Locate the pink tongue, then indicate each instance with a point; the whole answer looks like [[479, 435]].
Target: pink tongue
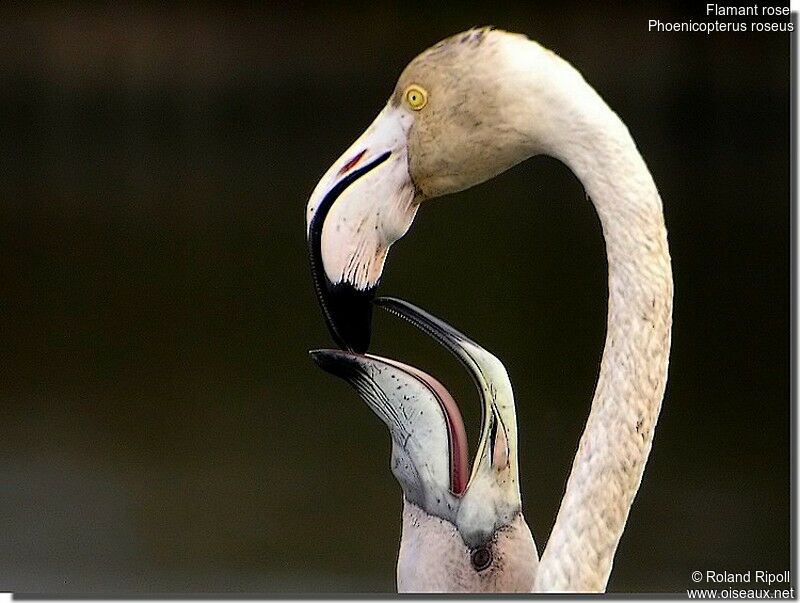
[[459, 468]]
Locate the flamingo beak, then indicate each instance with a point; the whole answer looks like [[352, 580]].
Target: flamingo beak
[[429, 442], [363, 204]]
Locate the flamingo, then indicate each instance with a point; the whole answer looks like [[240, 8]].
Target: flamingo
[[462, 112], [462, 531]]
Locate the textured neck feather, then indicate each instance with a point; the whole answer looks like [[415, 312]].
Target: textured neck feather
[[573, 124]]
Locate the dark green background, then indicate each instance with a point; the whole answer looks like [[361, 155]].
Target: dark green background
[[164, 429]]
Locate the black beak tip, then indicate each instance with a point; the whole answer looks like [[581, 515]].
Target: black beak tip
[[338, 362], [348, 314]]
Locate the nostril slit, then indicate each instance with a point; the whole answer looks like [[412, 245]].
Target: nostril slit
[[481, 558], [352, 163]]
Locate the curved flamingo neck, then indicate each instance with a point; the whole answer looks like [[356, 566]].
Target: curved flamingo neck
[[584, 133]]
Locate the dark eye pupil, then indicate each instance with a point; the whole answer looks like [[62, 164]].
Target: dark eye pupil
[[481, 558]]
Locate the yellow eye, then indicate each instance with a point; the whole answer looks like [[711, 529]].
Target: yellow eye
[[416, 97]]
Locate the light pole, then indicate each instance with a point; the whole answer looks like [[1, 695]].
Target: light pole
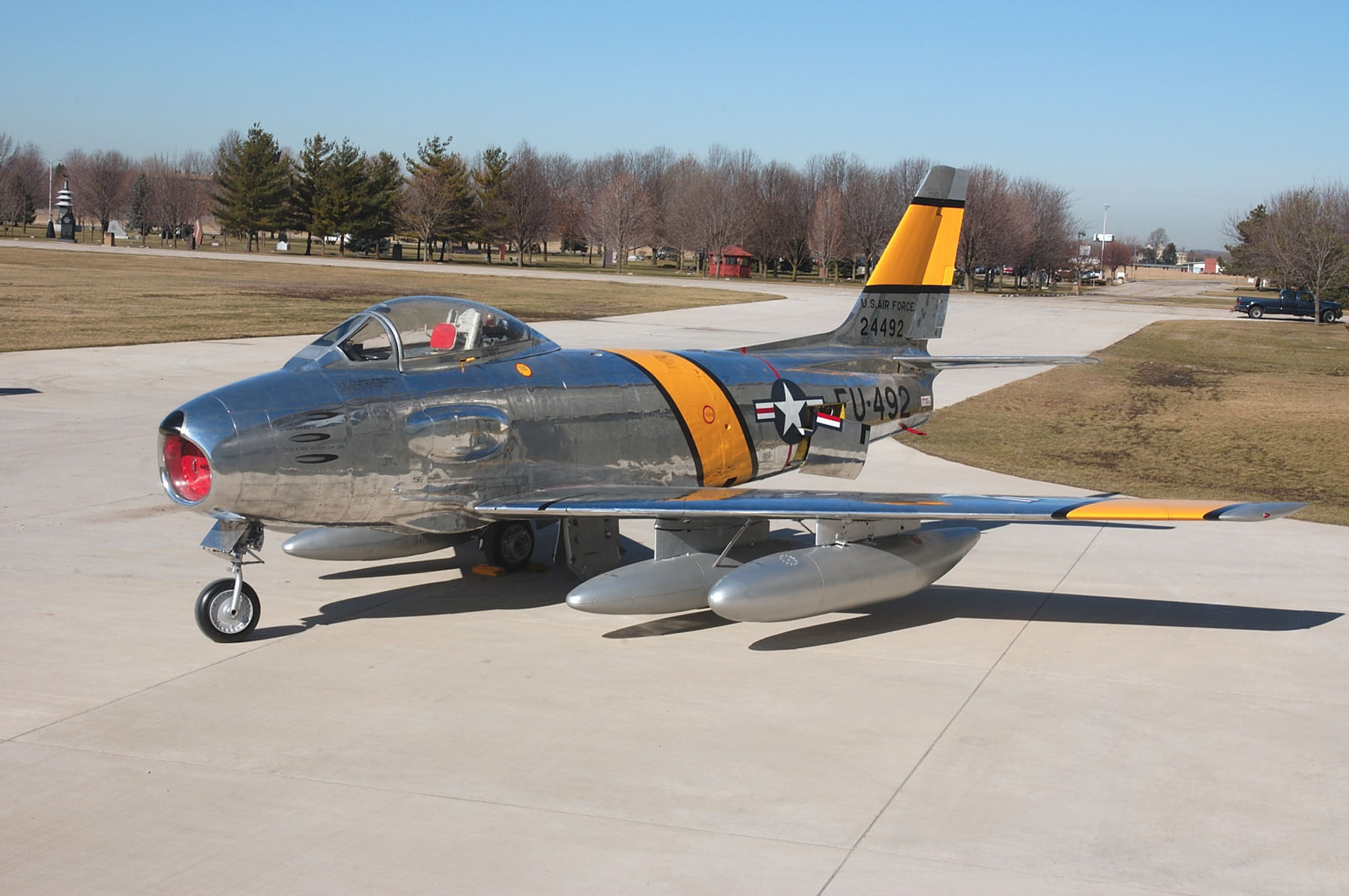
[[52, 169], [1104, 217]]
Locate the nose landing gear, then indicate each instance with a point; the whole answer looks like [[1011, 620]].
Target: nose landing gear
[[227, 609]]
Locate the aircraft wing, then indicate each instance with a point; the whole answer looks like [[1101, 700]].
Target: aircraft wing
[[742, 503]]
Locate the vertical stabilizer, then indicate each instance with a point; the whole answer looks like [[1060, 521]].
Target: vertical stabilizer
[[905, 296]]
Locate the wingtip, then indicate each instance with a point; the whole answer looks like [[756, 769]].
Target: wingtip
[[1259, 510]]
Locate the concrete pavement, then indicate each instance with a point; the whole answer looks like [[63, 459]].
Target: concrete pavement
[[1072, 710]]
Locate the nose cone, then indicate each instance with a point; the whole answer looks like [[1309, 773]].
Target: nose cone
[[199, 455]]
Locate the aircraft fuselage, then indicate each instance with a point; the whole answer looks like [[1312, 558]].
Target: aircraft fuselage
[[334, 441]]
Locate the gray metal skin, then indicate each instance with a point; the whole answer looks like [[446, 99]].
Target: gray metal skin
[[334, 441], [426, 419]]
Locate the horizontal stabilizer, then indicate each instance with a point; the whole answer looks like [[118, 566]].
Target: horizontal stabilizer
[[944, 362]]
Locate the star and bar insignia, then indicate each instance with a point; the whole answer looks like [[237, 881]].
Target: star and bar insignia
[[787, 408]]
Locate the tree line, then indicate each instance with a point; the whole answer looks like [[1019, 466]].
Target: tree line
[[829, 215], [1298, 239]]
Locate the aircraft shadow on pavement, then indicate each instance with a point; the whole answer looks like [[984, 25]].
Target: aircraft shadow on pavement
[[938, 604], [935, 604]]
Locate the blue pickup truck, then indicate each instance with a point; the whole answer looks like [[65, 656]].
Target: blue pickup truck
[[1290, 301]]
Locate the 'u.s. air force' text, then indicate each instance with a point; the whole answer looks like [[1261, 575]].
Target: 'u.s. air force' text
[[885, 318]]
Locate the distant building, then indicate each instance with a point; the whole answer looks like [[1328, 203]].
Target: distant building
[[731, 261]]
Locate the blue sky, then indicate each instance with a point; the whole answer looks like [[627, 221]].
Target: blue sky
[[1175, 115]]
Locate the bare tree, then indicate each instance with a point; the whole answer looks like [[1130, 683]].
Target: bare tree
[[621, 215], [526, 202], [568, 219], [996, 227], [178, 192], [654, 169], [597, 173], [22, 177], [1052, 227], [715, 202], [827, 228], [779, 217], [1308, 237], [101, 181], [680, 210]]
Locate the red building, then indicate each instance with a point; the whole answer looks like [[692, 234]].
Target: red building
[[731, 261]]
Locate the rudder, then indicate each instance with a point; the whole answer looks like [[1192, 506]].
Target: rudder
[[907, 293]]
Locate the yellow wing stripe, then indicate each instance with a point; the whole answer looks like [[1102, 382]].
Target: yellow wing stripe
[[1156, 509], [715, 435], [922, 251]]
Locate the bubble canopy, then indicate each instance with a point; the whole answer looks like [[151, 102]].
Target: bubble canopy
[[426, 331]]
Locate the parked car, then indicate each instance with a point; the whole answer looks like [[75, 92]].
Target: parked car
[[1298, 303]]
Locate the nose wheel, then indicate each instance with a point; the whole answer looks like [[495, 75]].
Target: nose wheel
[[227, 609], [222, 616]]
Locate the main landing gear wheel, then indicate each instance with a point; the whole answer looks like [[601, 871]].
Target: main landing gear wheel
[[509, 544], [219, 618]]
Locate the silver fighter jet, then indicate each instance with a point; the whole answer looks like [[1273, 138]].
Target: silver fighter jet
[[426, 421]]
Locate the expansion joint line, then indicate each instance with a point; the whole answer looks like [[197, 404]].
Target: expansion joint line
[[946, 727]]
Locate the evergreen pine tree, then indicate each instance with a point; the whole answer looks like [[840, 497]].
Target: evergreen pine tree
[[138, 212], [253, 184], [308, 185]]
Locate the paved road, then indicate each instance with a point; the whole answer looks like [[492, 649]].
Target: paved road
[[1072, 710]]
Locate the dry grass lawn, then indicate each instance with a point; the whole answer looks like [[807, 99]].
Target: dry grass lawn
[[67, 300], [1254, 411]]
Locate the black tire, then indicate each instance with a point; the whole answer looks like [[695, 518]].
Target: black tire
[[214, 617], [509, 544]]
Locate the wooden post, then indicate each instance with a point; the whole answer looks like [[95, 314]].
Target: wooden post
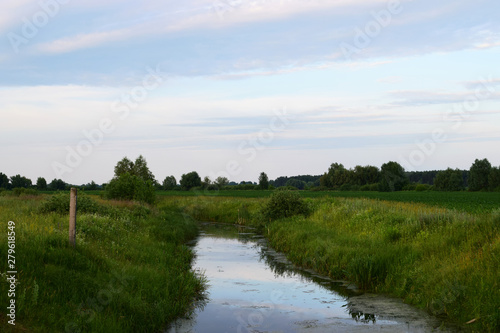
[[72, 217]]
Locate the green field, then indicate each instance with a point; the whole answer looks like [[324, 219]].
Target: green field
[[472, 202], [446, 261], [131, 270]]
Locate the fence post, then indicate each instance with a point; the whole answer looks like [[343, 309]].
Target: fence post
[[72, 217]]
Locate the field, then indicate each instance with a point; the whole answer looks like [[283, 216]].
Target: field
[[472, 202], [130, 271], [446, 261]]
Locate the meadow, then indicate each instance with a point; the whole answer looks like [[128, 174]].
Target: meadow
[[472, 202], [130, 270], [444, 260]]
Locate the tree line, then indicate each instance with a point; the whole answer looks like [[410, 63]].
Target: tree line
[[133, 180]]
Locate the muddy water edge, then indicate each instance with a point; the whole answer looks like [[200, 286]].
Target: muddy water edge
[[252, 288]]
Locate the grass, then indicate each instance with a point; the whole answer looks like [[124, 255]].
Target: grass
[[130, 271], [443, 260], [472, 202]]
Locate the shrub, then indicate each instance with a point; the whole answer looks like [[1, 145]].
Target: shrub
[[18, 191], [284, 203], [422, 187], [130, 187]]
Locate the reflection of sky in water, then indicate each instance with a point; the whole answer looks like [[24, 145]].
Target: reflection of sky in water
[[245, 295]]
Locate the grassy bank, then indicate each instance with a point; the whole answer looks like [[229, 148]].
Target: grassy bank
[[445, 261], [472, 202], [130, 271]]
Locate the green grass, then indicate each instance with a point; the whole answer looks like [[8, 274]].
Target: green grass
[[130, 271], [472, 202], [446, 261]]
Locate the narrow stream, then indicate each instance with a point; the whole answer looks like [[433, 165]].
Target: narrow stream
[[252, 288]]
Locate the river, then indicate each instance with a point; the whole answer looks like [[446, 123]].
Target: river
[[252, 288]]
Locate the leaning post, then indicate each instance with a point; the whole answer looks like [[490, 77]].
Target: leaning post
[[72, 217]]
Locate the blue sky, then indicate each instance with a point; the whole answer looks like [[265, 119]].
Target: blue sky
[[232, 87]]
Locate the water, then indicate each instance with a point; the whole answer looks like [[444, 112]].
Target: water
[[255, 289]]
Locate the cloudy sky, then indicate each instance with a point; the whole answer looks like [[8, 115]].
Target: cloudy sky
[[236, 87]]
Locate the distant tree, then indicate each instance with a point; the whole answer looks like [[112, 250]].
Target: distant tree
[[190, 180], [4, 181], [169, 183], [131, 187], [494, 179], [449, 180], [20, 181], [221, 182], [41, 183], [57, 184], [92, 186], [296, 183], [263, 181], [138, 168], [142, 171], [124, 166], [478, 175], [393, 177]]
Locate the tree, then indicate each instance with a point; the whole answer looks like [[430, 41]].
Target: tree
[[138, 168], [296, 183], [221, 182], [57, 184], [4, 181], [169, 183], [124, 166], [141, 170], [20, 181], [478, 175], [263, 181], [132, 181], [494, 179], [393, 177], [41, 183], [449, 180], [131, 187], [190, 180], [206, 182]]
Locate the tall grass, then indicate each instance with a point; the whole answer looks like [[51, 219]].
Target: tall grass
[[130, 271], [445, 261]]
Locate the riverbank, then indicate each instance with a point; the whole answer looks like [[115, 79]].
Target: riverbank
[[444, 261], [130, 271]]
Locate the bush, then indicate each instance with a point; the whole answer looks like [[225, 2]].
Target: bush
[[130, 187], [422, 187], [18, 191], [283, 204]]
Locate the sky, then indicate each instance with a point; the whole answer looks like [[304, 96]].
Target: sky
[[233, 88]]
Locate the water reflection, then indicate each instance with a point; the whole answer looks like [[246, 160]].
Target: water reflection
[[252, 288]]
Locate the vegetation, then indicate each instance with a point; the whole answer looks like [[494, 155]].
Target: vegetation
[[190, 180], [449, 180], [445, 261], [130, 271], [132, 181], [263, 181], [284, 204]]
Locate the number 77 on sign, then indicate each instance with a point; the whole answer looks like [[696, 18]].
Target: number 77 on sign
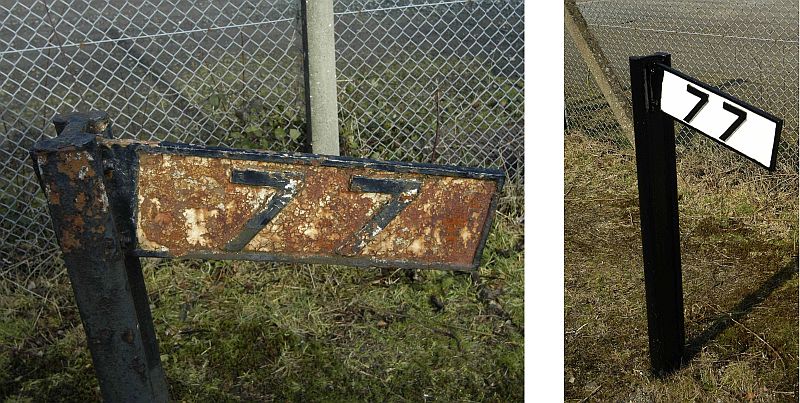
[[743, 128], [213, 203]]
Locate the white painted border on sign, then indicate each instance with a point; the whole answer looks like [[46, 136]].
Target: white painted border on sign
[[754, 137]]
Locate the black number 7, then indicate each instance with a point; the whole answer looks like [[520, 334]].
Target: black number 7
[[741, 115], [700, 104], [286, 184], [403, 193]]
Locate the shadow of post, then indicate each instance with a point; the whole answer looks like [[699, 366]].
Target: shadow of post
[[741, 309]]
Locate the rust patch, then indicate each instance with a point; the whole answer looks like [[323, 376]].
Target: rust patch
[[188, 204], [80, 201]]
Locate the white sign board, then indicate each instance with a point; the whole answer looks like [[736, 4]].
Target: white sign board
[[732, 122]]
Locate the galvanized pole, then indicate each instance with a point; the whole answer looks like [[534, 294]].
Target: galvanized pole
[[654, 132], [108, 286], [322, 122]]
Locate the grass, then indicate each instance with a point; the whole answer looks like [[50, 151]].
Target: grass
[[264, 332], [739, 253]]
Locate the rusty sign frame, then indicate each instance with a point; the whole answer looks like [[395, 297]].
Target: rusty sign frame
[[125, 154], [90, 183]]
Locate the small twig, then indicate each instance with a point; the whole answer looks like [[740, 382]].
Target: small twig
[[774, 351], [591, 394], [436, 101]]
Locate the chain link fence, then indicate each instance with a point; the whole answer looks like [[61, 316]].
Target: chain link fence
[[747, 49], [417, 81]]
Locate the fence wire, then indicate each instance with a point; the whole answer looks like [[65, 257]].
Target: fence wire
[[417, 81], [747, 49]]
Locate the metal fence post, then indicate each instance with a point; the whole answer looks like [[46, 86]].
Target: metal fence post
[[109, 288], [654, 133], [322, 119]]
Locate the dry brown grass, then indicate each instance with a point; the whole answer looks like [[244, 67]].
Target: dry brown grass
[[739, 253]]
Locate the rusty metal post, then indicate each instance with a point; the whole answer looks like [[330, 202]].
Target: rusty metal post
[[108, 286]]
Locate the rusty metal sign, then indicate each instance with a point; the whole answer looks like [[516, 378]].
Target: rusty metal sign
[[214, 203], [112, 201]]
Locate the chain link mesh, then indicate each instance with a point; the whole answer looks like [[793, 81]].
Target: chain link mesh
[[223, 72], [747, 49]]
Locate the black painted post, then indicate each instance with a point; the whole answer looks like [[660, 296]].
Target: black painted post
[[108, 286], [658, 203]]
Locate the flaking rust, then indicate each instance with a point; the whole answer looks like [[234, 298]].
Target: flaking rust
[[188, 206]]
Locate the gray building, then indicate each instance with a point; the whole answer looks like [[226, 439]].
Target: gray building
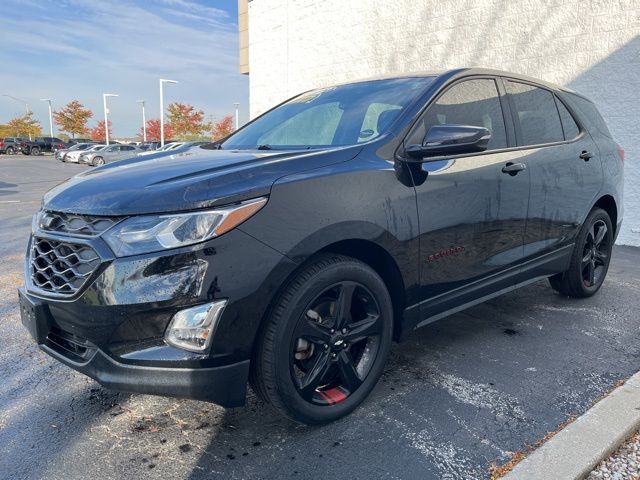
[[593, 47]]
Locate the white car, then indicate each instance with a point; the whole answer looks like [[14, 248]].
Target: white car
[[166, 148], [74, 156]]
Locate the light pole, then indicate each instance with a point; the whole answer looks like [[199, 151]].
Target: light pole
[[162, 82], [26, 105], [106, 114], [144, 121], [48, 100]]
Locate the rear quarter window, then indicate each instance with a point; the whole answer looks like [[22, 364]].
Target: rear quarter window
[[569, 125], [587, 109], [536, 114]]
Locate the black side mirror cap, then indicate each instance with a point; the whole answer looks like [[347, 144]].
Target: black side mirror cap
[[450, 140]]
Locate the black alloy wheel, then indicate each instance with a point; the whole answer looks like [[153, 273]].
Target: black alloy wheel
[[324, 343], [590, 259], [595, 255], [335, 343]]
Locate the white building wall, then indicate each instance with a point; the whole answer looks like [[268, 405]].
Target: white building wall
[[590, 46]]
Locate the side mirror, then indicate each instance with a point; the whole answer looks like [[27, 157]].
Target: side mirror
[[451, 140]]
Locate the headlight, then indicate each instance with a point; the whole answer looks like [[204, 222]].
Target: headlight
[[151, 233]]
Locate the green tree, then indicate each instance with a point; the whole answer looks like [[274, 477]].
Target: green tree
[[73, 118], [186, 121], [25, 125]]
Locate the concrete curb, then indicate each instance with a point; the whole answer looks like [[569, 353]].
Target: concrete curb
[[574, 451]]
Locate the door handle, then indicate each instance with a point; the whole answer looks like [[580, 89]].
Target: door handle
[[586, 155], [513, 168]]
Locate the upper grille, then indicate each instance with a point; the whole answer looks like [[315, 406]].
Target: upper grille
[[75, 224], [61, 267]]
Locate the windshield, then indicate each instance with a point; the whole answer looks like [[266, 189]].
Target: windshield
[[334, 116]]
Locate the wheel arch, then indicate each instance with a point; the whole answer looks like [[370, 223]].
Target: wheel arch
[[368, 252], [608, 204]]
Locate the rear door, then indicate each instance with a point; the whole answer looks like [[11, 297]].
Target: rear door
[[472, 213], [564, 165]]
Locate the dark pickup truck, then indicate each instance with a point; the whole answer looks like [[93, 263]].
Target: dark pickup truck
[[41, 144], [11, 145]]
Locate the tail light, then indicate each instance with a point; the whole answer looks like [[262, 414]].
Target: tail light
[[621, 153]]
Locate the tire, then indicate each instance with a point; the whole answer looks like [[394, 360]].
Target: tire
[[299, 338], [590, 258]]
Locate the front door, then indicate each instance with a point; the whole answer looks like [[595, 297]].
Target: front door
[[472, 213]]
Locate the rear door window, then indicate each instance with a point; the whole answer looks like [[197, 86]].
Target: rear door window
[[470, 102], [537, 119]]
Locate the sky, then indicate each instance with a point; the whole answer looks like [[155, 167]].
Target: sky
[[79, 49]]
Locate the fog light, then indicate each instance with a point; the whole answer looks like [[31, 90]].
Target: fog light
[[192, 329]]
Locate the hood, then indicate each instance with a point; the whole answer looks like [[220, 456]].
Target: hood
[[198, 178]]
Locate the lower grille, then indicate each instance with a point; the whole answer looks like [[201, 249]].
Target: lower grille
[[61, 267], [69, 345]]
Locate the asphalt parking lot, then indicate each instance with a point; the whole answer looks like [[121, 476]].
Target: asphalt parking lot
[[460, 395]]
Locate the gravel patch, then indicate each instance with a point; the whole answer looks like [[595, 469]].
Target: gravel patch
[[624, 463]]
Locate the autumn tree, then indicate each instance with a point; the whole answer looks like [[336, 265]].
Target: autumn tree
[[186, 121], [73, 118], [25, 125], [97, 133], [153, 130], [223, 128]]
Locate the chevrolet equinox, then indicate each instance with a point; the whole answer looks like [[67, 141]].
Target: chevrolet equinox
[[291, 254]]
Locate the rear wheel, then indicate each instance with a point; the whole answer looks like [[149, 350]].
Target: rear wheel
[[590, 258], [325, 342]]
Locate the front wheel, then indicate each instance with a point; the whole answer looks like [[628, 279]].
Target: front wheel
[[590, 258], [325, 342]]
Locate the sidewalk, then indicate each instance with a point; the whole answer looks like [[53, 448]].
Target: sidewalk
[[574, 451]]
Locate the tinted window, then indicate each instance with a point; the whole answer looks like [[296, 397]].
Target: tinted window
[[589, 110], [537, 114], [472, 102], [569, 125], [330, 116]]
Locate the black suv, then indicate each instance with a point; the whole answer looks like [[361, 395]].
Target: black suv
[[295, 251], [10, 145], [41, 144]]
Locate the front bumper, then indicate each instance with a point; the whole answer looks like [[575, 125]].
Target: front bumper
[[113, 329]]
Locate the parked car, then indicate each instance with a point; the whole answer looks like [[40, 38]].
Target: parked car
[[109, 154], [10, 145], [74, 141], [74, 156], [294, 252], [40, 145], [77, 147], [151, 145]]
________________________
Work to complete:
Output, line for line and exactly, the records above from their first line through the one with "Locate the dark eye", both ends included, but no pictures.

Answer space:
Locate the pink tongue, then indicate each instance with a point; the whole answer looks like [[479, 435]].
Target: pink tongue
[[459, 468]]
Locate the flamingo beak, then indicate each instance with a point; the whole answer looks like [[352, 580]].
Target: flamingo beak
[[429, 442], [363, 204]]
Locate the flamingo, then indicate each instance with a point; the whole answer looks like [[240, 8]].
Target: flamingo
[[462, 112], [462, 531]]
Locate the textured neck feather, then indicate each instance with a point; the whole answer looks like [[415, 312]].
Target: textured neck feather
[[573, 124]]
Locate the dark green background, then indicate each instance with a point; the whole answer looks like [[361, 155]].
Target: dark green background
[[164, 429]]
Locate the black beak tip, then indicate each instance with a point; the whole answer looks like [[581, 515]].
Target: black beak tip
[[338, 362], [348, 314]]
Locate the nostril slit, then indicate each instance with a point; the whole answer looks like [[412, 245]].
Target: nostril slit
[[481, 558], [352, 163]]
Locate the curved flamingo neck, then indicate each instance with a point; the whole answer looks like [[356, 566]].
Target: curved flamingo neck
[[584, 133]]
Locate the dark eye pupil, then indicate each instance with a point; the whole answer looks like [[62, 164]].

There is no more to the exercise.